-- start of The records --

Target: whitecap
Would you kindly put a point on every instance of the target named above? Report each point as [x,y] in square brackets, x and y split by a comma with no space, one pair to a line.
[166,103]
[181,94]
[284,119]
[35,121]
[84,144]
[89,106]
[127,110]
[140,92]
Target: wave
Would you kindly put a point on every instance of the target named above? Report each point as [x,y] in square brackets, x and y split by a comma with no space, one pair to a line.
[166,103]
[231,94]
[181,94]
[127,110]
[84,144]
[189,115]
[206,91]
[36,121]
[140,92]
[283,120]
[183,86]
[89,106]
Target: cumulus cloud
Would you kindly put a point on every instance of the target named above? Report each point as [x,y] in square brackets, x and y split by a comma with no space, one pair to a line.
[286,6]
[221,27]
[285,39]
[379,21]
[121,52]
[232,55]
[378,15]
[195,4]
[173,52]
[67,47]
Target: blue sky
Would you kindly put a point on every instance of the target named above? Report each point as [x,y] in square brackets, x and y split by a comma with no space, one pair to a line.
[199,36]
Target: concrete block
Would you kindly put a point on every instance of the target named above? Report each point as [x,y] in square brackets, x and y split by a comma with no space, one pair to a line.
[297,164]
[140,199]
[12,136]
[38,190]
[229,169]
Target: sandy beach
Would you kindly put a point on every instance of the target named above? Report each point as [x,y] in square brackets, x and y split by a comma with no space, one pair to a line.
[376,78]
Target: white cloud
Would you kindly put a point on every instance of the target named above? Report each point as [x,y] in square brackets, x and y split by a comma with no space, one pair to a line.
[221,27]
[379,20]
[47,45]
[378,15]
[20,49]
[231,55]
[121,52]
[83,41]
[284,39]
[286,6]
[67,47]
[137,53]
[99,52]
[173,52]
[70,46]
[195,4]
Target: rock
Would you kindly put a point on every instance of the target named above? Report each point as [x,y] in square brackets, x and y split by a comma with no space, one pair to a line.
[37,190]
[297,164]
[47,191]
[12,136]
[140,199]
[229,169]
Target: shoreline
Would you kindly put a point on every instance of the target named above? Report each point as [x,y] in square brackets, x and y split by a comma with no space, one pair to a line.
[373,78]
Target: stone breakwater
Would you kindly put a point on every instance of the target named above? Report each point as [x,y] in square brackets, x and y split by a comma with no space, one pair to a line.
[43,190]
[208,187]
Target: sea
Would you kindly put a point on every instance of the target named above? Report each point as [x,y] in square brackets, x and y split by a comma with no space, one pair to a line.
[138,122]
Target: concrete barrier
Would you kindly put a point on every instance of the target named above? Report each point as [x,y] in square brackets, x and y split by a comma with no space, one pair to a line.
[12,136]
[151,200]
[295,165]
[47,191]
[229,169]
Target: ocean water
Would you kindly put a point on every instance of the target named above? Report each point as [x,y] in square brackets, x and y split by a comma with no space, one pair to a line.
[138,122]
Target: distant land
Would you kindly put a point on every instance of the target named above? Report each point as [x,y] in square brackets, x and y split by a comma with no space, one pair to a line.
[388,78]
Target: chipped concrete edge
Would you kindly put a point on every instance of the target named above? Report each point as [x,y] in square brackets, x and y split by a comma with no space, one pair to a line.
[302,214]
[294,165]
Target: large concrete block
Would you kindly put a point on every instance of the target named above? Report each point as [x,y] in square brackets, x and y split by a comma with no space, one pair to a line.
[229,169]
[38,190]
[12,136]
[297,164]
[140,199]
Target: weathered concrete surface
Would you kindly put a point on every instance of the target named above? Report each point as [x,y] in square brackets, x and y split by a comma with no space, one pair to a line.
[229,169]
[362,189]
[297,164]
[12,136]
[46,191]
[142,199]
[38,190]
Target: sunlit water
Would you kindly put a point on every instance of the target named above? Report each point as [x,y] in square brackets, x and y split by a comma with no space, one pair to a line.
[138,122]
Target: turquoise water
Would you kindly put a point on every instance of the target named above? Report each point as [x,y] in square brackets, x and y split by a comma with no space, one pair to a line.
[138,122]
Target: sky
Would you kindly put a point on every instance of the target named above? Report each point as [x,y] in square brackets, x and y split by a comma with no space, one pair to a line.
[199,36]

-- end of The records --

■ Exercise aim
Copy every entry above word for word, without changing any line.

■ Response for this exercise
Target: whitecap
Would you kindly put a point on every instance of the target named above? Report each point as [x,y] in square brackets, x and y split by a comma with no space, one pair to a line.
[166,103]
[181,94]
[284,119]
[35,121]
[84,144]
[89,106]
[127,110]
[140,92]
Target: wave
Would you kindly put a point on every instance of the target named above? Report each point as [x,y] in square brackets, x and y split by a comma with no space, one pair to a line.
[166,103]
[231,94]
[181,94]
[127,110]
[84,144]
[189,115]
[206,91]
[36,121]
[140,92]
[283,120]
[183,86]
[89,106]
Target: cumulus cloud
Would you kindly put a point on every instance of the target named above? Report each point as [x,y] in square brackets, x and y split by a comma with no space, one pair to a line.
[286,6]
[221,27]
[285,39]
[379,21]
[121,52]
[232,55]
[378,15]
[195,4]
[173,52]
[67,47]
Target: blue sky
Would you kindly put a point on every instance of the target named above? Report each point as [x,y] in square brackets, x and y split by a comma with no space, one pair to a line.
[199,36]
Target: concrete block
Would you kindly put a point on every instance of the target named above? Report each point as [x,y] in square brackets, x and y split by a comma with no space, one pair to a line.
[297,164]
[140,199]
[12,136]
[38,190]
[229,169]
Target: sandy beach
Would you kindly put a point on every instance of the target named above? Report each point as [x,y] in square brackets, x and y split by a comma with no space, one pair to a line.
[376,78]
Target: white cloud
Would you kindly put a point on every instance of the target named above? Report each point as [x,y] in square brackets, x and y split by a comma with no space, one pair to a line.
[221,27]
[379,20]
[47,45]
[378,15]
[20,49]
[231,55]
[121,52]
[83,41]
[284,39]
[286,6]
[67,47]
[137,53]
[99,52]
[173,52]
[70,46]
[195,4]
Target: rock
Would you kindly put a point on every instance of the target named above? Report each point as [x,y] in square brackets, x and y split by a comma with no space, one pair to a line.
[37,190]
[297,164]
[47,191]
[12,136]
[140,199]
[229,169]
Target: shoreline
Would you kindly put a point on every instance of the target named above? Report each point as [x,y] in square brackets, x and y split by a comma with no space, one pair to a line.
[373,78]
Target: stone breakwater
Would you kindly put a point on every instance of the target named above? Report each point as [x,y] in square brackets, x and y split by a comma with no space, one pair to a line.
[43,190]
[208,187]
Target: sea
Would you kindly put a point on every instance of the target named above? Report each point as [x,y] in square brackets, x and y split by a comma with no space, one pair to a line.
[138,122]
Target: concrete barrier
Would you kindly put a point on every instance of the target named above? Report each point as [x,y] in square brackets, x and y split by a comma with no space, one pair to a line.
[12,136]
[151,200]
[295,165]
[47,191]
[229,169]
Target: ocean water
Would you kindly put a point on every instance of the target named above? Report each point as [x,y] in square brackets, x and y split by a comma with no space, one pair to a line.
[138,122]
Target: distant land
Would you kindly put a point on every instance of the target named above? Report each point as [x,y] in square brackets, x and y split by a comma with no space, one pair to a line.
[388,78]
Target: chipped concrete edge
Would you kindly put a point on every instance of the target named above? Report each point as [x,y] in square brackets, x and y split by a comma with no space, one pair to a line.
[302,214]
[294,165]
Target: large concrete block
Would you kindly put a point on every instance of the target named above? Report each point as [x,y] in square brackets, x and y split by a comma with no space, one pair to a line.
[229,169]
[38,190]
[12,136]
[297,164]
[140,199]
Target: weathered concrete surface
Would you kindly put a point on every instance of the target named above? Report each point as [x,y] in square brackets, x and y split by a comma with no space, one pair to a line.
[229,169]
[362,189]
[297,164]
[12,136]
[46,191]
[142,199]
[38,190]
Target: sunlit water
Would you kindly put a point on every instance of the target named above? Report each point as [x,y] in square brackets, x and y split by a comma with no space, one pair to a line.
[138,122]
Target: turquoise water
Would you kindly put a point on every instance of the target named above? Report each point as [x,y] in square brackets, x and y split by a comma with no space, one pair to a line.
[138,122]
Target: sky
Would you kindly put a point on every instance of the target named above? Report each point as [x,y] in square brackets, x and y split by a comma with no space, one pair to a line.
[199,36]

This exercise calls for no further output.